▶ Request
Locate every line in the records below that contains the word "metal", and copy each of those lines.

▶ Excerpts of data on labeled regions
=======
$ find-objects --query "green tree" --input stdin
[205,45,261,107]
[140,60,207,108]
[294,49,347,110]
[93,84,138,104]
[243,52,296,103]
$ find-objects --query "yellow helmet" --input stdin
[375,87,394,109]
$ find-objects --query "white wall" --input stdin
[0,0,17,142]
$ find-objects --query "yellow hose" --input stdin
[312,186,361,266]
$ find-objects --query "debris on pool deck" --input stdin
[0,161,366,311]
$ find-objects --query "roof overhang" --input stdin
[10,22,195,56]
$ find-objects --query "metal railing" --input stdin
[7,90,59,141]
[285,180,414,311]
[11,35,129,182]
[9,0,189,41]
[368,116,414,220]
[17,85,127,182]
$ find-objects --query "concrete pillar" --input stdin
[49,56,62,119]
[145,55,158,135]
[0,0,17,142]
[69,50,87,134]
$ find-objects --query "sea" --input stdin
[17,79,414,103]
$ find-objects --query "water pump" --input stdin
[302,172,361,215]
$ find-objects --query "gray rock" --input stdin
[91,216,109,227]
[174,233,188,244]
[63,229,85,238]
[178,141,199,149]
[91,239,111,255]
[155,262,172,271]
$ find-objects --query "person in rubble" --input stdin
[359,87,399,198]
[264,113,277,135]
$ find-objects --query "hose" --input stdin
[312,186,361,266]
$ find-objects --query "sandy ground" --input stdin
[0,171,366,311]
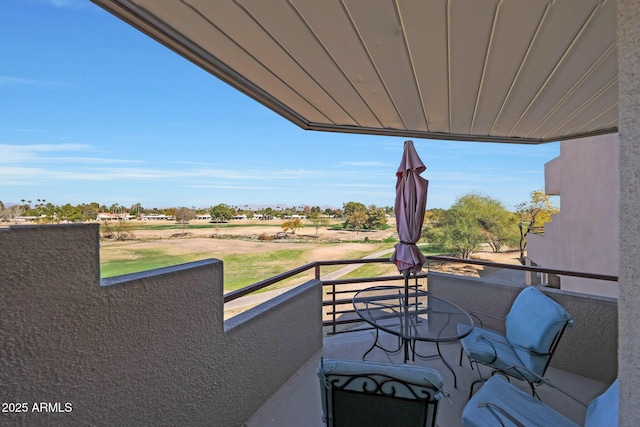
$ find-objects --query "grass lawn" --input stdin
[100,242,392,291]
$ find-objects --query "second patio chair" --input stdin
[462,377,619,427]
[317,358,446,427]
[460,286,573,397]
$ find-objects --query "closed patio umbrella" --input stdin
[391,140,429,304]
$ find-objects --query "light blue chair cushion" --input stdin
[316,358,445,422]
[458,326,537,382]
[505,286,572,374]
[584,380,620,427]
[462,376,576,427]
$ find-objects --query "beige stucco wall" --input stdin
[527,134,620,297]
[429,272,618,384]
[0,225,322,426]
[618,0,640,426]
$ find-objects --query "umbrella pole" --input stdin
[402,270,409,307]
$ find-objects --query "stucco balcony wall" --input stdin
[0,224,322,426]
[429,272,618,384]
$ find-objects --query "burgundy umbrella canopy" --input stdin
[391,141,429,276]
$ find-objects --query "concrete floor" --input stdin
[247,331,608,427]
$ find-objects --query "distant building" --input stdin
[96,212,133,221]
[140,214,173,221]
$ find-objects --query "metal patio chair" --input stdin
[460,286,573,397]
[462,376,619,427]
[317,358,446,427]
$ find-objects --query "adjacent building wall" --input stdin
[527,134,620,297]
[0,225,322,426]
[618,0,640,426]
[429,272,618,384]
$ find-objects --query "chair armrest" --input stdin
[478,402,526,427]
[469,311,505,327]
[508,366,589,408]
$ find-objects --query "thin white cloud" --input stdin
[0,144,92,164]
[340,160,389,167]
[0,76,68,86]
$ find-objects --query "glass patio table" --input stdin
[353,286,473,387]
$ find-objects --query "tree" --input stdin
[516,190,560,265]
[423,193,512,259]
[345,211,367,234]
[307,213,329,237]
[209,203,233,222]
[176,207,196,236]
[281,218,302,234]
[342,202,367,231]
[364,205,387,230]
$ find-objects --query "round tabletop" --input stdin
[353,286,473,342]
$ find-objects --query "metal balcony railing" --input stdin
[224,256,618,335]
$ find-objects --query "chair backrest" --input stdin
[317,358,443,427]
[584,379,619,427]
[505,286,573,375]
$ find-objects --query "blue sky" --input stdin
[0,0,559,209]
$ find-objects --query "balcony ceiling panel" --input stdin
[93,0,618,143]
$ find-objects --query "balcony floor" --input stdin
[247,331,607,427]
=======
▶ Result
$ find-objects --query "metal railing" --input stdin
$ find-objects --query "metal patio chair" --input stdin
$ find-objects --query "metal balcony railing" --input stdin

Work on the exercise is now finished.